Dataset records on object locations

▶

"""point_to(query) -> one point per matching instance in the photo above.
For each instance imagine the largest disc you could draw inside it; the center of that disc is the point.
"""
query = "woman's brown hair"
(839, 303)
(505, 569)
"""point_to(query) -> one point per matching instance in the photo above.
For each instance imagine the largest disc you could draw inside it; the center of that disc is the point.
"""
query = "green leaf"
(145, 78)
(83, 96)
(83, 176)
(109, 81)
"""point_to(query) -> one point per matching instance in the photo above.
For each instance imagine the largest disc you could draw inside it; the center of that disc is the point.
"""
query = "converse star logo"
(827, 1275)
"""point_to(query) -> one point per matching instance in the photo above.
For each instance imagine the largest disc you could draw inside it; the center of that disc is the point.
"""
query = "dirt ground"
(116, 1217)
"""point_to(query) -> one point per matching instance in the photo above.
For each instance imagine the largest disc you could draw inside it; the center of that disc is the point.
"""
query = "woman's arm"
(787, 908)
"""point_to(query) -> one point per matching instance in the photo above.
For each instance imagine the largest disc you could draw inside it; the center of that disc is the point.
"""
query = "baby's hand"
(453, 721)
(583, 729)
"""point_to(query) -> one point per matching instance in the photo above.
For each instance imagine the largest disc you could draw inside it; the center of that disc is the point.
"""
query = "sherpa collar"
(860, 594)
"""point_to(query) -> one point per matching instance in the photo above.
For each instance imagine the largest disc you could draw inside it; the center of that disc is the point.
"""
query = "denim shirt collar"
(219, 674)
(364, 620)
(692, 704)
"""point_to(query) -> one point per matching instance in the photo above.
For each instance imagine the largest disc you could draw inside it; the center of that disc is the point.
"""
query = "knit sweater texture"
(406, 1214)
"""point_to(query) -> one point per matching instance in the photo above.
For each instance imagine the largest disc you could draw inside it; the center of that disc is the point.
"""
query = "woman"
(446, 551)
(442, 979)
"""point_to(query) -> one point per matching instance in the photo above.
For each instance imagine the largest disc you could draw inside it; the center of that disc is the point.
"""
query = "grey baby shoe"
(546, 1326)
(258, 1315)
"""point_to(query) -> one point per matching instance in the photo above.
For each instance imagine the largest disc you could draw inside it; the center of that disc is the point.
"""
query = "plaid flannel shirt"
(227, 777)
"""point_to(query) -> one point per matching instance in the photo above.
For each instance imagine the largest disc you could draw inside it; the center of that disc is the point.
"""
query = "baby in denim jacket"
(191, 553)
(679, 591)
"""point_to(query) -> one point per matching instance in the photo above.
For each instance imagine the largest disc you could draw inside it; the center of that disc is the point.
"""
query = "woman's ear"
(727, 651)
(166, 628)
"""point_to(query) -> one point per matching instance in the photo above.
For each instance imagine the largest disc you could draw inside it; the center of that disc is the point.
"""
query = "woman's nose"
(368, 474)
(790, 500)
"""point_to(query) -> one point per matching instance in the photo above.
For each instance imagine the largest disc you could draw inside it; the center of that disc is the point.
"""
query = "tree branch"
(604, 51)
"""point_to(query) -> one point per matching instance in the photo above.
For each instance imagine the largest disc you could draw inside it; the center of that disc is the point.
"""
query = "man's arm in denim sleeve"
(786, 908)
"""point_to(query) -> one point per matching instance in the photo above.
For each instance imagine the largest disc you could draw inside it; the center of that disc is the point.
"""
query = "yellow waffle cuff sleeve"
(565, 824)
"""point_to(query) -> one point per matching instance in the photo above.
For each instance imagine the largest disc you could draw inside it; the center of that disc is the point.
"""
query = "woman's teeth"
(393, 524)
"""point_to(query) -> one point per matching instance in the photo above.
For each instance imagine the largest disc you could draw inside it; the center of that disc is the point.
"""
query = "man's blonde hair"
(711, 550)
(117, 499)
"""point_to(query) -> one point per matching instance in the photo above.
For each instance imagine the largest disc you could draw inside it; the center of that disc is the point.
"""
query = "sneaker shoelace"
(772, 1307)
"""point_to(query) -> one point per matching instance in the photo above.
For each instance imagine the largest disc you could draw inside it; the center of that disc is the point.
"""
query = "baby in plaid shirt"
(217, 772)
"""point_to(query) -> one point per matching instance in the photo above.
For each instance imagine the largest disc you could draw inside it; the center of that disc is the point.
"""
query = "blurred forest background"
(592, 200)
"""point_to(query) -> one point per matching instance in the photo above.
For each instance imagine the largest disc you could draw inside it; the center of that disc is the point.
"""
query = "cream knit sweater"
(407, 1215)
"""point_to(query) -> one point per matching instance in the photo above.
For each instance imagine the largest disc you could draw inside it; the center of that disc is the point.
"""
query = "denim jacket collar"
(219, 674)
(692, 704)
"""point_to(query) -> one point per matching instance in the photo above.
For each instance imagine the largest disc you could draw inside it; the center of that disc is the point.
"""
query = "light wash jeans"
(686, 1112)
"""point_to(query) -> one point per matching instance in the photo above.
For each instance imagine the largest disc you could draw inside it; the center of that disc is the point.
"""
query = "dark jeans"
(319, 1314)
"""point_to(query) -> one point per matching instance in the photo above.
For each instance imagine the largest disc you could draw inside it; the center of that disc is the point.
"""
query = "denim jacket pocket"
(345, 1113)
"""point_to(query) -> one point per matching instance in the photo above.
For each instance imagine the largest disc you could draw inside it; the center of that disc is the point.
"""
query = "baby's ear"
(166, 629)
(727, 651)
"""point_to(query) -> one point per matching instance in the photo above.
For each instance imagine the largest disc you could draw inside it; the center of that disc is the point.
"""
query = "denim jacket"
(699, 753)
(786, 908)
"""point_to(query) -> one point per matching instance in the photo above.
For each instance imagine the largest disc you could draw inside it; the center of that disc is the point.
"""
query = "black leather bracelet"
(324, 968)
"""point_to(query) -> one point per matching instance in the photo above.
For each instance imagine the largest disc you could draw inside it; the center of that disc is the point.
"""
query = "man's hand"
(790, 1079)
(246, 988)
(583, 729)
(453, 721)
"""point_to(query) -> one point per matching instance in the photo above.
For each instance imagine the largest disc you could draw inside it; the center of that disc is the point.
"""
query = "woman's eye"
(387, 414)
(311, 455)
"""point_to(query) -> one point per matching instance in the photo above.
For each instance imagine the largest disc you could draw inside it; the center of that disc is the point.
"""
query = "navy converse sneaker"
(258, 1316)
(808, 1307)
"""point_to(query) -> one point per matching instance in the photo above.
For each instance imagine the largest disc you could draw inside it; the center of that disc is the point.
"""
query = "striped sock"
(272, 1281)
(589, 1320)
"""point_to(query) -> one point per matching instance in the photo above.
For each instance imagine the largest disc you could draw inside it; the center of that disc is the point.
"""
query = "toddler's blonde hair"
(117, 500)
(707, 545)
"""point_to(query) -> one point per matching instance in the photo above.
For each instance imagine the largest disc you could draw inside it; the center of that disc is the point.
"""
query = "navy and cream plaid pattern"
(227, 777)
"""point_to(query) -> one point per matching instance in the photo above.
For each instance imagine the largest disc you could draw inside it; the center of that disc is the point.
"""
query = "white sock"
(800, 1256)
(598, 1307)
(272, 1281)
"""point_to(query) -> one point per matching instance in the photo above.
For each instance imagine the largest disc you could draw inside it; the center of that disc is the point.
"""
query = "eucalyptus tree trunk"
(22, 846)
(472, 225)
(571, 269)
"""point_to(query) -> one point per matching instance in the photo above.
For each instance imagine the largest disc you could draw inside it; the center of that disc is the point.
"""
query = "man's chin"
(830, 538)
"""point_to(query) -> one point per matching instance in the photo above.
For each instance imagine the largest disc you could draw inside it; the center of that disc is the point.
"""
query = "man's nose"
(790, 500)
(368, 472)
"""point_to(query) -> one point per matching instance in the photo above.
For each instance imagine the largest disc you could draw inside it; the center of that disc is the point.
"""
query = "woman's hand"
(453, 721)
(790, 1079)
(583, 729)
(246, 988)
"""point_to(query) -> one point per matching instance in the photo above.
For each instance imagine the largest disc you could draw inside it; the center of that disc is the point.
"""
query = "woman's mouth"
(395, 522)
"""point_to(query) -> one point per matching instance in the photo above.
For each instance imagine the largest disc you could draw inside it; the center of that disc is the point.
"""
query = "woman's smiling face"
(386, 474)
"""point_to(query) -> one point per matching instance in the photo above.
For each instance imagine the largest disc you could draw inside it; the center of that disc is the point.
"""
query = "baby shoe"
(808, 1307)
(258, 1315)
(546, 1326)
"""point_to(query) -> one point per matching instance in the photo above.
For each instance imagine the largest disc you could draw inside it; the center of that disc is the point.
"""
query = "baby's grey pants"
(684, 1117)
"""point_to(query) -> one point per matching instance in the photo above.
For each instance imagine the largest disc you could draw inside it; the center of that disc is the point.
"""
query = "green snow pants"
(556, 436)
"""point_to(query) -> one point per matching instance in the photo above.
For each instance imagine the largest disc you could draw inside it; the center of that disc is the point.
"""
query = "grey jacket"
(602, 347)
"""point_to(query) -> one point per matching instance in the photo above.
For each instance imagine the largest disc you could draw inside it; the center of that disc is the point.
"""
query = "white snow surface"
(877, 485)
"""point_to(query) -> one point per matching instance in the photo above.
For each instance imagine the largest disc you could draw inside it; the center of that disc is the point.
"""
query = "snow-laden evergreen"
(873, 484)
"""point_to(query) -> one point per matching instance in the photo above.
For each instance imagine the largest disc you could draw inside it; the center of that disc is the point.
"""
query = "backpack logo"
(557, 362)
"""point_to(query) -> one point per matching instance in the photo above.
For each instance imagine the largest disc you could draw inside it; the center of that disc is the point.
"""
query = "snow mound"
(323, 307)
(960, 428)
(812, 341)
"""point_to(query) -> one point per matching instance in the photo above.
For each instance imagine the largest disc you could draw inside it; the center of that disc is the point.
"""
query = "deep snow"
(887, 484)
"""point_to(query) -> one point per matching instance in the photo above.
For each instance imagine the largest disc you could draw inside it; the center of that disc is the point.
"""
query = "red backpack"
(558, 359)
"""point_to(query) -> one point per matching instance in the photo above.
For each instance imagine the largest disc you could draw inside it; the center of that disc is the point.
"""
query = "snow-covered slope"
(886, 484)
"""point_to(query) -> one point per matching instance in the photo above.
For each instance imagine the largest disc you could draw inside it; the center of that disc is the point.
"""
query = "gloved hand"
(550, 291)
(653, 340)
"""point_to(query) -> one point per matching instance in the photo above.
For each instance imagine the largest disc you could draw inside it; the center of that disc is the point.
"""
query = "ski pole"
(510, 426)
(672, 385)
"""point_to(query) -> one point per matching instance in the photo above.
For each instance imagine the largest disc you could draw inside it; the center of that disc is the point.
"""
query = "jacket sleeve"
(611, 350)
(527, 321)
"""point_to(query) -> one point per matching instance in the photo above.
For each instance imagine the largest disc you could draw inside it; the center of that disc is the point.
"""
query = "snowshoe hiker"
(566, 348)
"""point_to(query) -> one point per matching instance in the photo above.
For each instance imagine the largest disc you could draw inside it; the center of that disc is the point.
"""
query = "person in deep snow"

◀

» **TASK REQUIREMENTS**: Write out the lines from the start of the records through the line that contains "(827, 1275)", with both ends included.

» **EXERCISE RESPONSE**:
"""point_to(query) -> one point per matching instance in the photo above.
For each instance imagine the largest disc you could draw inside it; the center of that disc is the point.
"""
query = "woman's brown hair"
(839, 303)
(505, 569)
"""point_to(query) -> one point per matching instance in the photo above.
For each instance imagine the largest disc you could draw inside it; the center of that disc is the point.
"""
query = "green leaf"
(145, 78)
(83, 96)
(83, 176)
(109, 81)
"""point_to(query) -> one point per matching instance in the photo above.
For each instance imagine the largest disc you could draw inside it; the center of that disc is the point.
"""
query = "converse star logo"
(827, 1275)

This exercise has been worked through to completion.